■ **PROBLEM DESCRIPTION**
Repeat the listing exactly as given, omitting every image.

#### DATA LISTING

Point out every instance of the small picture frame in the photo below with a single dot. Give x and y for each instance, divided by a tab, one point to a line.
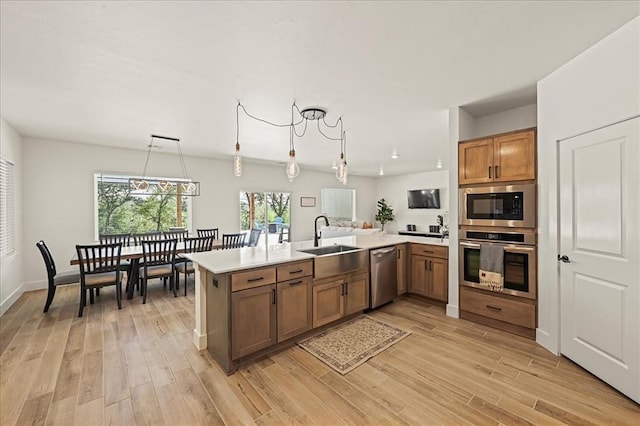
307	201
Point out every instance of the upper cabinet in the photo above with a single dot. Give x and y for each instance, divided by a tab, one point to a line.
501	158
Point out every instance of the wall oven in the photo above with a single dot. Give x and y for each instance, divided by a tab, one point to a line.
504	206
519	259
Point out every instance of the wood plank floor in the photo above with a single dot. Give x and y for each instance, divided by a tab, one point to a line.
139	366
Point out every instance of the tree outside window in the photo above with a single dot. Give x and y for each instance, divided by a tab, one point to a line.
121	211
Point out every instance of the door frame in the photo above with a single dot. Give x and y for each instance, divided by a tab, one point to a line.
549	334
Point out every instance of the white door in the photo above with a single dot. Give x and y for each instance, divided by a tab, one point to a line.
600	235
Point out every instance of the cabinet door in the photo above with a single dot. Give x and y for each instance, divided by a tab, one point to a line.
419	275
328	302
438	279
356	294
475	162
253	320
402	269
294	308
514	157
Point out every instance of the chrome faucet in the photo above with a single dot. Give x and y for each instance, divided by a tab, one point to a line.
315	228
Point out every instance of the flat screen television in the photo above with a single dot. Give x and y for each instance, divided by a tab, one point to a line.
424	198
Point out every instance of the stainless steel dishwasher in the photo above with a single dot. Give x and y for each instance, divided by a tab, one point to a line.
384	278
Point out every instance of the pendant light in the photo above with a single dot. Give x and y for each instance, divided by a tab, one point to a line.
237	159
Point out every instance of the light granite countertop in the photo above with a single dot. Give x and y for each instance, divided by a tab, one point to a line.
223	261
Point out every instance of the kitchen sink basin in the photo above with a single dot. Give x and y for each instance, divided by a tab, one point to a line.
337	259
338	248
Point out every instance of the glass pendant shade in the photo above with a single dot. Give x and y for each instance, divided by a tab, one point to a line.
237	162
293	170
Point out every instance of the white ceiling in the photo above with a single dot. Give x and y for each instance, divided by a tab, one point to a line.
112	73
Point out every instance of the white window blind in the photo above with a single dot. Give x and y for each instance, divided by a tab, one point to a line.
7	208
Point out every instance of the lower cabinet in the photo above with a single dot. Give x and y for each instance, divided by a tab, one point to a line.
429	272
293	308
339	296
253	320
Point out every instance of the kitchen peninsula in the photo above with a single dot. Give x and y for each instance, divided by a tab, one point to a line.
249	300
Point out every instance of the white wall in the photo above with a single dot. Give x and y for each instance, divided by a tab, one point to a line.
506	121
600	86
11	266
394	190
59	199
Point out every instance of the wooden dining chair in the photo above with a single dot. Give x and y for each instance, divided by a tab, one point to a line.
159	261
53	277
99	267
185	266
178	235
210	232
233	240
254	237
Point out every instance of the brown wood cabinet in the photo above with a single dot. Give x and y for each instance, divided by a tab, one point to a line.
500	158
253	320
293	307
336	297
429	271
402	268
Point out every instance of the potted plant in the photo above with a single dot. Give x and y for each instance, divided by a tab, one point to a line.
385	212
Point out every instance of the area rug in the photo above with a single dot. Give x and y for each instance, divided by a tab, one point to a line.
350	344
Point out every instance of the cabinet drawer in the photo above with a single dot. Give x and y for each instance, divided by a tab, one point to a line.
252	278
292	271
429	250
507	310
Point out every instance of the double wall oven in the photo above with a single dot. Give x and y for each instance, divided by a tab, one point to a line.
502	216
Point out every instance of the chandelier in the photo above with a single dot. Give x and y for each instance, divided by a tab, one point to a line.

########

■ **WRITTEN SOLUTION**
Point out every instance of the small picture frame in the photo below with a single dot. Give x and y for each instance, divided by a tab, one point to a line.
307	201
Point out every instance of the upper cabinet in the photo above with a single dot. Give x and y for each instance, divided by a tab, one point to a line.
501	158
Point out every instance of the wall oven in the photo above with a single dot. Give x and y for each instance, divided by a tab, one point to a line.
504	206
519	259
Point out every instance of the wood plank floor in the photo above with a single dot. Give x and y for each instance, divided by a tab, one point to a line.
139	366
Point out every instance of the tree outside window in the photo above with a single dot. Give x and y for each instance, divided by a tab, one point to a line.
121	211
Point out every instance of the door frame in the photo above with a single dot. Give x and y for each instance, divided by a tab, one point to a line.
549	334
Point out every instance of the white door in the photo above with a single dot. Give x and y for each instance, divided by a tab, one point to a line.
600	235
Point out every instance of the cabinet door in the photo above with a single dot. Give x and y for each instance, divided by a tab, one point to a line.
419	275
328	302
438	279
356	294
475	162
253	320
402	269
294	308
514	157
Point out every instance of the chrome faucet in the photo above with a single dot. Give x and y for each instance, divided by a tab, one point to a line.
315	228
Point out every instance of the flat screen television in the photo above with a single dot. Give x and y for each instance, divided by a tab, one point to a line.
424	198
Point out every instance of the stainless steel dishwasher in the photo above with a single dot. Give x and y for each instance, divided by a tab, one point to a line.
384	278
Point out every instance of the pendant light in the photo above with a single dot. Give x and y for each instance, divided by a tab, one point to a line.
237	159
Point out every instance of the light granite countertop in the photo above with a single dot. Give x and y for each instance, divided by a tab, one point to a line.
223	261
Point out every instance of the kitchen sink basin in the photo above with a single dot. Give x and y for each instance, divided by a tab, one point to a line.
337	259
338	248
Point out every instance of the glass pendant shade in the photo above with a single dot. Give x and y for each instance, divided by a tab, one point to a line.
237	162
293	170
Point out every instance of the white ceiling in the photo above with a single dot. Give x and y for each instance, divided by a tab, one point to a line.
112	73
Point out every instance of the white window blind in the photo above with a single dot. Give x and y for each instance, divided by a tab, one point to a line.
7	208
Point out every instance of the lower cabinet in the photo above with a single dot. Give x and y for each instance, divided by a tab, one point to a line.
429	272
293	308
339	296
253	320
Point out every instance of the kitchen peninsula in the photo above with a single dot. Give x and y for each instance, divided by a tab, one point to a line.
249	300
Point out every instance of the white wall in the photo above with a single dot. Give x and y for each instance, divided by a tab, one point to a line.
506	121
600	86
11	266
394	190
59	199
Point out every instance of the wooden dining chair in the photo above with a single dot. Give x and y for each instance, divided by a tab, one point to a line.
159	261
53	277
99	267
185	266
178	235
210	232
233	240
254	237
Point out every instance of the brown wood cabinet in the photo above with a single dot. Give x and y for each instance, divided by a tab, one point to a line.
500	158
253	320
293	307
336	297
429	271
402	268
Point out every instance of the potted plant in the photo above with a single dot. Give x and y for each instance, divided by a tab, one point to a line.
385	212
Point out every instance of the area rug in the photo above with a single dot. Give x and y for each instance, divided by a tab, one point to a line.
350	344
Point out every instance of the cabinet drawer in the photo above with a single dot. Give x and y for each instance, divided by a tab, one point to a line.
252	278
292	271
429	250
507	310
Point out every instance of the double wall oven in the photo above with a single dot. Give x and y for each instance, divided by a tab, one point to a line.
502	216
Point out every instance of the chandelier in the photo above with a single dot. Give x and y for each instance, divided by a tab, one point to a line.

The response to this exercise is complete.